Extracted text:
+ + + + + + +

Brown was more than Dabo’s agent

The last thing Dabo Swinney heard from his agent Mike Brown was this, “Hey, Dabo! You did it! We did it! Clemson won a National Championship.”

That was this past Friday night as Clemson’s head coach was getting off the phone with Brown. Two days later, Brown, 59, suddenly passed away after fighting pancreatic cancer. Brown was diagnosed with the disease back in October and had just finished his chemotherapy last Wednesday.

He was scheduled for surgery next week.

“It made Dabo really happy that Mike got to see Clemson win a national championship,” Swinney’s wife Kathleen said. “That was just so special. We can’t stress enough how much Mike meant to us and how much he helped us.”

Brown was more than just Dabo Swinney’s agent. He was his friend. He was a friend to Kathleen and to the Clemson Family.

“We are just so grateful for him,” Kathleen said. “He was such a great man. He had such a wonderful heart.”

Brown’s relationship with Dabo began in 2008, when Dabo became the head coach at Clemson. It was not long after that the Swinneys approached Brown about what they could do to give back to the community now that they were so blessed.

“It was heavy on Dabo’s and my heart,” Kathleen said. “Dabo and I knew what we wanted to do, but we did not know how to go about it.”

Like any good agent, Brown gave them some pointers and made a few suggestions. However, unlike most agents, Brown took ownership of the request. He was instrumental in getting things started. He took everything the Swinneys wanted to do and ran with it. He found out all of the legal matters, the financial matters, researched different foundations and how to start with a 501C.

“That is not the typical thing an agent will do,” Kathleen said. “He did all of those things that Dabo and I did not have time to do. So when Dabo and I had this dream and this vision, we took it to Mike and said, ‘This is what we want to do and this is really important to us,’ and he went and got it all going for us.”

+ + + + + + +

Data extracts:
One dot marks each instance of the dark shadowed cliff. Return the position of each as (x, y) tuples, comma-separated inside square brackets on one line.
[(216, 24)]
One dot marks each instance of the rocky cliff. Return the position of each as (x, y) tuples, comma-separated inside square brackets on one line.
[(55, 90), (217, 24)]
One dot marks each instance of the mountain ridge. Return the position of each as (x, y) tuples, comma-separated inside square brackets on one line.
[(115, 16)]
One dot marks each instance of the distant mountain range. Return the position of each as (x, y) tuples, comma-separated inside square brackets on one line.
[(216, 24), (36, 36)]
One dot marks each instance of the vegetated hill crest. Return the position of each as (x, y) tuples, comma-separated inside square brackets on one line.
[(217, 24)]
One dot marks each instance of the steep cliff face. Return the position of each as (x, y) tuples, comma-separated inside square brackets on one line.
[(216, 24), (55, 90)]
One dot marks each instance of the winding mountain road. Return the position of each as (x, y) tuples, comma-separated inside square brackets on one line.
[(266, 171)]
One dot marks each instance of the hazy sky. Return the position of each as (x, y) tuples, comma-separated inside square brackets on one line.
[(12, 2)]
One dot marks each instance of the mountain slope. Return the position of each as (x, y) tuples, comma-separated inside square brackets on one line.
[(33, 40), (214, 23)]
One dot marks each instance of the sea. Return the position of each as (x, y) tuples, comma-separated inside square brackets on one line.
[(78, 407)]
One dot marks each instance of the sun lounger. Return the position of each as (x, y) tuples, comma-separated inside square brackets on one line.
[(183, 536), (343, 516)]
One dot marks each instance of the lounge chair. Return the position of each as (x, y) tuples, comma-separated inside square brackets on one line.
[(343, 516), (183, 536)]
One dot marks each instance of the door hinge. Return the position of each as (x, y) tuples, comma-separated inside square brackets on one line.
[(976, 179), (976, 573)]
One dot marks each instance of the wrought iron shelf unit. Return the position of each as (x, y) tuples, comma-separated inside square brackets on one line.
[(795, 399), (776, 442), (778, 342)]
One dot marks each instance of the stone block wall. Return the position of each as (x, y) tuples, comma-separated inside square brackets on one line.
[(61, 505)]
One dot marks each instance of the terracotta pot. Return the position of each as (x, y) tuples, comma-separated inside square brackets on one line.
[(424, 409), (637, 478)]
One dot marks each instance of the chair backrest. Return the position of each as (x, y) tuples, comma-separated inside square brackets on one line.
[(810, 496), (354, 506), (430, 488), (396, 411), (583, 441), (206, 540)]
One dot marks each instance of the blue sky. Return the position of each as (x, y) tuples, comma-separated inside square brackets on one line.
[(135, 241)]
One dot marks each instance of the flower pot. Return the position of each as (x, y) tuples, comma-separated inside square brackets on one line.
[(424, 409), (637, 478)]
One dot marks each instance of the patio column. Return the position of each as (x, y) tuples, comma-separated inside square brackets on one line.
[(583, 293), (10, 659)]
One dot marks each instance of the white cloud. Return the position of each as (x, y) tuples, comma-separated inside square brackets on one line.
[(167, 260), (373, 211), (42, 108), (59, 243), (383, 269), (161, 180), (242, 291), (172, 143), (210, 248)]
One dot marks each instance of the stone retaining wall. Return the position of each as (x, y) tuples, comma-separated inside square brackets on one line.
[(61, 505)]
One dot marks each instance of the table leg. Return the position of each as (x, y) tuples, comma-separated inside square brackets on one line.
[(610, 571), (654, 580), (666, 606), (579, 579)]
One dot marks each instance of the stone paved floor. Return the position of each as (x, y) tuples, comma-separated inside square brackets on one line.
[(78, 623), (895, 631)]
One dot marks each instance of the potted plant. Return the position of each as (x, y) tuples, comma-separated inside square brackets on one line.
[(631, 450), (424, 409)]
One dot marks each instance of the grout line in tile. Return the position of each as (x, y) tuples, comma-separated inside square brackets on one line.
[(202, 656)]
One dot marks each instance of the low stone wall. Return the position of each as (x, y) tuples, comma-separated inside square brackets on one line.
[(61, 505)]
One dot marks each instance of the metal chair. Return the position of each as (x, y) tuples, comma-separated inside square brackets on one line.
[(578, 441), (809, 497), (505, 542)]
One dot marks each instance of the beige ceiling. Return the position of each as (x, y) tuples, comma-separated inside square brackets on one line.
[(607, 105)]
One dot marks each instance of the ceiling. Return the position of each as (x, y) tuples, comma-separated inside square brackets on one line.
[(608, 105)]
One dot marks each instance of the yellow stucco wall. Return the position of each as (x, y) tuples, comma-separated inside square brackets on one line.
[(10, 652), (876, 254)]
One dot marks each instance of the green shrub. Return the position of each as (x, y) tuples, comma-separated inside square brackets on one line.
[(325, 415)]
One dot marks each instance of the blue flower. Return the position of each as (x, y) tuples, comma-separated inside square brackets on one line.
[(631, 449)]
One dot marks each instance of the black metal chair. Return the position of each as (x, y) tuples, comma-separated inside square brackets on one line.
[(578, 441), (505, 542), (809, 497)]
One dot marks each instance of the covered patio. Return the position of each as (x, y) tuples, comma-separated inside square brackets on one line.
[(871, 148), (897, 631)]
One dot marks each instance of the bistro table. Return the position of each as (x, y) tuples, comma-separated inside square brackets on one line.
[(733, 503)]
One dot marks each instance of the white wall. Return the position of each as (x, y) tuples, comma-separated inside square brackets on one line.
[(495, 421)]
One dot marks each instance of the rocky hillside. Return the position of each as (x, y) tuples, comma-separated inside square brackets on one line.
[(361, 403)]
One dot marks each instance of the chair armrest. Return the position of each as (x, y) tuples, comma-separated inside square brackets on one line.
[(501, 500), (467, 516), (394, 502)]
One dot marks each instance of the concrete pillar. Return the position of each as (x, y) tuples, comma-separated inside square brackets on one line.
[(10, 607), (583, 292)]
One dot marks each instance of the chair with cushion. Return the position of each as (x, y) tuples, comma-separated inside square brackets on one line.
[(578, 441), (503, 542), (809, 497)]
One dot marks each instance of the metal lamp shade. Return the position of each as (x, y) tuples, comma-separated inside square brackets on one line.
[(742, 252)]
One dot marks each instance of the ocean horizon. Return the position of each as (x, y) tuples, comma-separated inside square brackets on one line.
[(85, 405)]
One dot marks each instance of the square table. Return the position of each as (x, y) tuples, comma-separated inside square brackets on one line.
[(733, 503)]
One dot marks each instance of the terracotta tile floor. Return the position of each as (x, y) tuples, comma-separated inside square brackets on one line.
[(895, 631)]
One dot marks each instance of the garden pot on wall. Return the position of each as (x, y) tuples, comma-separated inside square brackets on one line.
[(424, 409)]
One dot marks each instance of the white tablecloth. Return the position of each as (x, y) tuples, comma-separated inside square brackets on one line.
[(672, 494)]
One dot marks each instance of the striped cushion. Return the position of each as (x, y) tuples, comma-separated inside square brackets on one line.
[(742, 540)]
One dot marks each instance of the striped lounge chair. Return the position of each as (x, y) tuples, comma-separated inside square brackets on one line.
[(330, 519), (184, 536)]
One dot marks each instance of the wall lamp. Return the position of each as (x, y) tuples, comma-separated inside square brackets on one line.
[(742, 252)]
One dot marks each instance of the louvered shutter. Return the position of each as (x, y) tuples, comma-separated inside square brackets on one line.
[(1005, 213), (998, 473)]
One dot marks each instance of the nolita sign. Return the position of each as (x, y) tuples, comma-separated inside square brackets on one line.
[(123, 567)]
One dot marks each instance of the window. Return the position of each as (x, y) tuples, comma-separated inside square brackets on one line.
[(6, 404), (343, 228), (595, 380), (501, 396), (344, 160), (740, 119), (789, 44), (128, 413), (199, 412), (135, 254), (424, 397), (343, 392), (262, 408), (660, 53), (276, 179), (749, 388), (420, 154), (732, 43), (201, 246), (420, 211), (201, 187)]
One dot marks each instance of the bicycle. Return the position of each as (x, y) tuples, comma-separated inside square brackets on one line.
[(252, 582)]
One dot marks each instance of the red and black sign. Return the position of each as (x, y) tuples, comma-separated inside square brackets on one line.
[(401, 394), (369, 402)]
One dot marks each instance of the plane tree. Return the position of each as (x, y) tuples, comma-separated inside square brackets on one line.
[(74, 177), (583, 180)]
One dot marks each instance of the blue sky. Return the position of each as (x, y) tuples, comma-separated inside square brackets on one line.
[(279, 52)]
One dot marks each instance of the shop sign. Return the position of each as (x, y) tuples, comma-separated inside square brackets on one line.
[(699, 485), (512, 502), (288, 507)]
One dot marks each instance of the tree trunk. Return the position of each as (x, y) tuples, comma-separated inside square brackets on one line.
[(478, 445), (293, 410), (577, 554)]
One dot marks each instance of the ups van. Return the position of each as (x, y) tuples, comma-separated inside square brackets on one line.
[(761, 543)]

+ + + + + + +

Exercises to complete:
1) List the things that the article about Mike Brown says he found out about or researched for the Swinneys.
2) Pick up the article about Mike Brown after its final sentence and keep writing it.

Answer section:
1)
- the legal matters
- the financial matters
- different foundations
- how to start with a 501C

2)
The end result was Dabo’s All In Team Foundation, whose mission is to raise awareness of critical education and health issues in order to change lives of people across the state of South Carolina. The foundation raises money for breast cancer research, helps with broken homes due to alcohol or drug abuse, The Clemson LIFE Program as well as several other needs through its grants program.

“Mike made Dabo’s and Kathleen’s dream become a reality,” said Jeanie Gilmer, a good friend of Brown’s and the Swinneys’ who helped with the All In Foundation. “He was the foundation of the foundation. He really worked hard and put his heart and soul into the foundation and wanted to raise as much money as they possibly could in order to help as many people as they possibly could in the state of South Carolina. It was amazing.”

Brown worked closely with Kathleen, Gilmer and Chairman of the All In Ball, Dr. Robin Wilson. The four would get together every September and go through every grant submitted to them.

“We sat down and read through every grant and would talk about it. It brought me so much joy and Mike loved it as well,” Kathleen said. “That was so important to me. Those grants are like my baby and Mike would always talk to me about them. We had so many conversations about them through the years.

“He and I would talk about them, then Jeanie, Robin and I would sit down for hours and award them and decide who was going to get money and how much. Mike was a very instrumental part of that.”

Gilmer said Brown was the brain trust behind it all because he was so smart and had all the numbers and figures in his head.

“We called him the human computer,” Gilmer said affectionately. “He did not use a calculator or anything to work the figures. He was like a human computer when we would be in meetings, but with that, he had such a big heart. He wanted to serve.”

With Brown’s help, and with ideas like the All In Ball and the Ladies Football Clinic, Dabo’s All In Foundation took off. The All In Ball, the Dabo Swinney Football Camps and the Ladies Football Clinic are sold out before they are even advertised. Last year, the All In Ball raised more than $700,000 by itself.

In the first year of the All In Ball, 280 people attended and raised $80,000. That was in April of 2009. Last year, more than 800 attended, while raising more than $700,000. Kathleen and Gilmer said it was all of Brown’s doing, though no one would have ever known it.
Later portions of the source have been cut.